From mboxrd@z Thu Jan  1 00:00:00 1970
From: Douglas Anderson <dianders-F7+t8E8rja9g9hUCZPvPmw@public.gmane.org>
Subject: [PATCH v2 5/5] mmc: dw_mmc: Cleanup the DTO timer like the CTO one
Date: Thu, 12 Oct 2017 13:11:18 -0700
Message-ID: <20171012201118.23570-6-dianders@chromium.org>
References: <20171012201118.23570-1-dianders@chromium.org>
Mime-Version: 1.0
Content-Type: text/plain; charset="us-ascii"
Content-Transfer-Encoding: 7bit
Return-path: <linux-rockchip-bounces+glpar-linux-rockchip=m.gmane.org-IAPFreCvJWM7uuMidbF8XUB+6BGkLq7r@public.gmane.org>
In-Reply-To: <20171012201118.23570-1-dianders-F7+t8E8rja9g9hUCZPvPmw@public.gmane.org>
List-Unsubscribe: <http://lists.infradead.org/mailman/options/linux-rockchip>,
 <mailto:linux-rockchip-request-IAPFreCvJWM7uuMidbF8XUB+6BGkLq7r@public.gmane.org?subject=unsubscribe>
List-Archive: <http://lists.infradead.org/pipermail/linux-rockchip/>
List-Post: <mailto:linux-rockchip-IAPFreCvJWM7uuMidbF8XUB+6BGkLq7r@public.gmane.org>
List-Help: <mailto:linux-rockchip-request-IAPFreCvJWM7uuMidbF8XUB+6BGkLq7r@public.gmane.org?subject=help>
List-Subscribe: <http://lists.infradead.org/mailman/listinfo/linux-rockchip>,
 <mailto:linux-rockchip-request-IAPFreCvJWM7uuMidbF8XUB+6BGkLq7r@public.gmane.org?subject=subscribe>
Sender: "Linux-rockchip" <linux-rockchip-bounces-IAPFreCvJWM7uuMidbF8XUB+6BGkLq7r@public.gmane.org>
Errors-To: linux-rockchip-bounces+glpar-linux-rockchip=m.gmane.org-IAPFreCvJWM7uuMidbF8XUB+6BGkLq7r@public.gmane.org
To: jh80.chung-Sze3O3UU22JBDgjK7y7TUQ@public.gmane.org, ulf.hansson-QSEj5FYQhm4dnm+yROfE0A@public.gmane.org, shawn.lin-TNX95d0MmH7DzftRWevZcw@public.gmane.org
Cc: linux-samsung-soc-u79uwXL29TY76Z2rM5mHXA@public.gmane.org, kernel-sKpHZLTYfq0@public.gmane.org, briannorris-F7+t8E8rja9g9hUCZPvPmw@public.gmane.org, xzy.xu-TNX95d0MmH7DzftRWevZcw@public.gmane.org, linux-mmc-u79uwXL29TY76Z2rM5mHXA@public.gmane.org, Douglas Anderson <dianders-F7+t8E8rja9g9hUCZPvPmw@public.gmane.org>, linux-kernel-u79uwXL29TY76Z2rM5mHXA@public.gmane.org, linux-rockchip-IAPFreCvJWM7uuMidbF8XUB+6BGkLq7r@public.gmane.org, amstan-F7+t8E8rja9g9hUCZPvPmw@public.gmane.org
List-Id: linux-mmc@vger.kernel.org

The recent CTO timer introduced in commit 03de19212ea3 ("mmc: dw_mmc:
introduce timer for broken command transfer over scheme") was causing
observable problems due to race conditions.  Previous patches have
fixed those race conditions.

DATASET RECORDS
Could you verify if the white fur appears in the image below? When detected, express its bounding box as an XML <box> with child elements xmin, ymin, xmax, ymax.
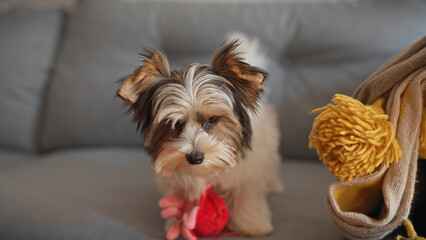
<box><xmin>158</xmin><ymin>104</ymin><xmax>283</xmax><ymax>236</ymax></box>
<box><xmin>156</xmin><ymin>33</ymin><xmax>283</xmax><ymax>236</ymax></box>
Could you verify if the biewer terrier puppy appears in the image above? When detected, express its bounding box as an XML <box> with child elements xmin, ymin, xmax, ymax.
<box><xmin>118</xmin><ymin>40</ymin><xmax>282</xmax><ymax>236</ymax></box>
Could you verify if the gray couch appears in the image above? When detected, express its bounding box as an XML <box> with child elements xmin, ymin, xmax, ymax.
<box><xmin>0</xmin><ymin>0</ymin><xmax>426</xmax><ymax>240</ymax></box>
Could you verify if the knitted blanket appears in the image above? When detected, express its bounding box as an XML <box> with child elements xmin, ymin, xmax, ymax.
<box><xmin>327</xmin><ymin>37</ymin><xmax>426</xmax><ymax>239</ymax></box>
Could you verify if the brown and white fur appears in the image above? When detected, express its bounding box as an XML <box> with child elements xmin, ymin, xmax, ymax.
<box><xmin>118</xmin><ymin>41</ymin><xmax>282</xmax><ymax>236</ymax></box>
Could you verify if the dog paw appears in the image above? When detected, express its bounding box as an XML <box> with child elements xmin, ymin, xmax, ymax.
<box><xmin>229</xmin><ymin>219</ymin><xmax>274</xmax><ymax>237</ymax></box>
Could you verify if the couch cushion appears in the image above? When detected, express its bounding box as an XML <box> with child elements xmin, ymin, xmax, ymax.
<box><xmin>0</xmin><ymin>8</ymin><xmax>62</xmax><ymax>150</ymax></box>
<box><xmin>0</xmin><ymin>148</ymin><xmax>38</xmax><ymax>169</ymax></box>
<box><xmin>42</xmin><ymin>0</ymin><xmax>426</xmax><ymax>158</ymax></box>
<box><xmin>0</xmin><ymin>148</ymin><xmax>341</xmax><ymax>240</ymax></box>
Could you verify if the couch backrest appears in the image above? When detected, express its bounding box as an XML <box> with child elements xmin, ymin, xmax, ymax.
<box><xmin>0</xmin><ymin>8</ymin><xmax>63</xmax><ymax>151</ymax></box>
<box><xmin>37</xmin><ymin>0</ymin><xmax>426</xmax><ymax>158</ymax></box>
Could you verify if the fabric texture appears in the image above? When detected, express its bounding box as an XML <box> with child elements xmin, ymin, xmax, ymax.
<box><xmin>0</xmin><ymin>148</ymin><xmax>342</xmax><ymax>240</ymax></box>
<box><xmin>327</xmin><ymin>37</ymin><xmax>426</xmax><ymax>239</ymax></box>
<box><xmin>42</xmin><ymin>0</ymin><xmax>426</xmax><ymax>158</ymax></box>
<box><xmin>0</xmin><ymin>8</ymin><xmax>62</xmax><ymax>151</ymax></box>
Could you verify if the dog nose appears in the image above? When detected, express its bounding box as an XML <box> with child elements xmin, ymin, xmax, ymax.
<box><xmin>186</xmin><ymin>152</ymin><xmax>204</xmax><ymax>165</ymax></box>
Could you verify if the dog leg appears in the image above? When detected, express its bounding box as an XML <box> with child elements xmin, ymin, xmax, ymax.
<box><xmin>228</xmin><ymin>184</ymin><xmax>273</xmax><ymax>237</ymax></box>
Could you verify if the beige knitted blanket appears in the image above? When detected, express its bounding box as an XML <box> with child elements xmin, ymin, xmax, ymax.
<box><xmin>327</xmin><ymin>37</ymin><xmax>426</xmax><ymax>239</ymax></box>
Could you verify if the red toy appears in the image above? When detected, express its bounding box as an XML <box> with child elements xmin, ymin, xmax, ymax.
<box><xmin>159</xmin><ymin>185</ymin><xmax>229</xmax><ymax>240</ymax></box>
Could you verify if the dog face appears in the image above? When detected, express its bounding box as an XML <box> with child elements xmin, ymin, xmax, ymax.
<box><xmin>118</xmin><ymin>41</ymin><xmax>266</xmax><ymax>177</ymax></box>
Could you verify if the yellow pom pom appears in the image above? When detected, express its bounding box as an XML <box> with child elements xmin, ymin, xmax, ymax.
<box><xmin>309</xmin><ymin>94</ymin><xmax>401</xmax><ymax>181</ymax></box>
<box><xmin>419</xmin><ymin>108</ymin><xmax>426</xmax><ymax>159</ymax></box>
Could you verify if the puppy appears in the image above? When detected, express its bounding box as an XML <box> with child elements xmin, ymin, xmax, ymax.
<box><xmin>118</xmin><ymin>40</ymin><xmax>282</xmax><ymax>236</ymax></box>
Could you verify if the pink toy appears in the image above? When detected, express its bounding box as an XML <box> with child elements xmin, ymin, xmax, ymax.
<box><xmin>159</xmin><ymin>185</ymin><xmax>234</xmax><ymax>240</ymax></box>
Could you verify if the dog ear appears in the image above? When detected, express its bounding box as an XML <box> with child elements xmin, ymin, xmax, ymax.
<box><xmin>117</xmin><ymin>49</ymin><xmax>171</xmax><ymax>104</ymax></box>
<box><xmin>211</xmin><ymin>40</ymin><xmax>267</xmax><ymax>111</ymax></box>
<box><xmin>211</xmin><ymin>40</ymin><xmax>267</xmax><ymax>93</ymax></box>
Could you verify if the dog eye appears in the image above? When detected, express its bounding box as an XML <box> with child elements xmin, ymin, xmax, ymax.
<box><xmin>207</xmin><ymin>116</ymin><xmax>219</xmax><ymax>126</ymax></box>
<box><xmin>174</xmin><ymin>121</ymin><xmax>185</xmax><ymax>133</ymax></box>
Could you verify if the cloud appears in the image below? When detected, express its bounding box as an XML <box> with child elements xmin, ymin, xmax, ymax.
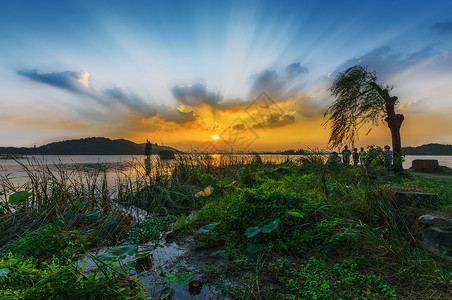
<box><xmin>16</xmin><ymin>69</ymin><xmax>89</xmax><ymax>93</ymax></box>
<box><xmin>171</xmin><ymin>84</ymin><xmax>223</xmax><ymax>107</ymax></box>
<box><xmin>104</xmin><ymin>87</ymin><xmax>197</xmax><ymax>123</ymax></box>
<box><xmin>332</xmin><ymin>45</ymin><xmax>440</xmax><ymax>78</ymax></box>
<box><xmin>284</xmin><ymin>62</ymin><xmax>308</xmax><ymax>78</ymax></box>
<box><xmin>248</xmin><ymin>62</ymin><xmax>308</xmax><ymax>100</ymax></box>
<box><xmin>430</xmin><ymin>20</ymin><xmax>452</xmax><ymax>35</ymax></box>
<box><xmin>252</xmin><ymin>113</ymin><xmax>295</xmax><ymax>129</ymax></box>
<box><xmin>16</xmin><ymin>69</ymin><xmax>197</xmax><ymax>124</ymax></box>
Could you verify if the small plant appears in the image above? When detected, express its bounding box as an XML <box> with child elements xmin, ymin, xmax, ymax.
<box><xmin>4</xmin><ymin>225</ymin><xmax>88</xmax><ymax>262</ymax></box>
<box><xmin>126</xmin><ymin>215</ymin><xmax>174</xmax><ymax>244</ymax></box>
<box><xmin>159</xmin><ymin>150</ymin><xmax>176</xmax><ymax>160</ymax></box>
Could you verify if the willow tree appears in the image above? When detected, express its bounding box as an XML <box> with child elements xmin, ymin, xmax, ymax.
<box><xmin>144</xmin><ymin>140</ymin><xmax>152</xmax><ymax>160</ymax></box>
<box><xmin>324</xmin><ymin>65</ymin><xmax>404</xmax><ymax>170</ymax></box>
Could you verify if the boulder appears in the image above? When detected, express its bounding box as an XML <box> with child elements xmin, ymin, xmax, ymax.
<box><xmin>421</xmin><ymin>226</ymin><xmax>452</xmax><ymax>260</ymax></box>
<box><xmin>419</xmin><ymin>215</ymin><xmax>452</xmax><ymax>231</ymax></box>
<box><xmin>392</xmin><ymin>191</ymin><xmax>438</xmax><ymax>207</ymax></box>
<box><xmin>410</xmin><ymin>159</ymin><xmax>439</xmax><ymax>170</ymax></box>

WHAT TO DO
#1 According to the dw_mmc patch email, which commit introduced the CTO timer?
#2 Please pick up the dw_mmc patch email after its last sentence and continue it.

TASK-BY-TASK RESULTS
#1 Commit 03de19212ea3 ("mmc: dw_mmc: introduce timer for broken command transfer over scheme").

#2
It can be observed that these same race conditions ought to be
theoretically possible with the DTO timer too though they are
massively less likely to happen because the data timeout is always set
to 0xffffff right now.  That means even at a 200 MHz card clock we
were arming the DTO timer for 94 ms:
  >>> (0xffffff * 1000. / 200000000) + 10
  93.886075

We always also were setting the DTO timer _after_ starting the
transfer, unlike how the old code was seting the CTO timer.

In any case, even though the DTO timer is much less likely to have
races, it still makes sense to add code to handle it _just in case_.

Signed-off-by: Douglas Anderson <dianders-F7+t8E8rja9g9hUCZPvPmw@public.gmane.org>
---

Changes in v2:
- Cleanup the DTO timer new for v2

 drivers/mmc/host/dw_mmc.c | 54 ++++++++++++++++++++++++++++++++++++++++++++---
 1 file changed, 51 insertions(+), 3 deletions(-)

diff --git a/drivers/mmc/host/dw_mmc.c b/drivers/mmc/host/dw_mmc.c
index 6bc87b1385a9..bc0808615431 100644
--- a/drivers/mmc/host/dw_mmc.c
+++ b/drivers/mmc/host/dw_mmc.c
@@ -1950,7 +1950,11 @@ static void dw_mci_set_drto(struct dw_mci *host)
 	/* add a bit spare time */
 	drto_ms += 10;
 
-	mod_timer(&host->dto_timer, jiffies + msecs_to_jiffies(drto_ms));
+	spin_lock_irqsave(&host->irq_lock, irqflags);
+	if (!test_bit(EVENT_DATA_COMPLETE, &host->pending_events))
+		mod_timer(&host->dto_timer,
+			  jiffies + msecs_to_jiffies(drto_ms));
+	spin_unlock_irqrestore(&host->irq_lock, irqflags);
 }
 
 static bool dw_mci_clear_pending_cmd_complete(struct dw_mci *host)
@@ -1971,6 +1975,18 @@ static bool dw_mci_clear_pending_cmd_complete(struct dw_mci *host)
 	return true;
 }
 
+static bool dw_mci_clear_pending_data_complete(struct dw_mci *host)
+{
+	if (!test_bit(EVENT_DATA_COMPLETE, &host->pending_events))
+		return false;
+
+	/* Extra paranoia just like dw_mci_clear_pending_cmd_complete() */
+	WARN_ON(del_timer_sync(&host->dto_timer));
+	clear_bit(EVENT_DATA_COMPLETE, &host->pending_events);
+
+	return true;
+}
+
 static void dw_mci_tasklet_func(unsigned long priv)
 {
 	struct dw_mci *host = (struct dw_mci *)priv;
@@ -2112,8 +2128,7 @@ static void dw_mci_tasklet_func(unsigned long priv)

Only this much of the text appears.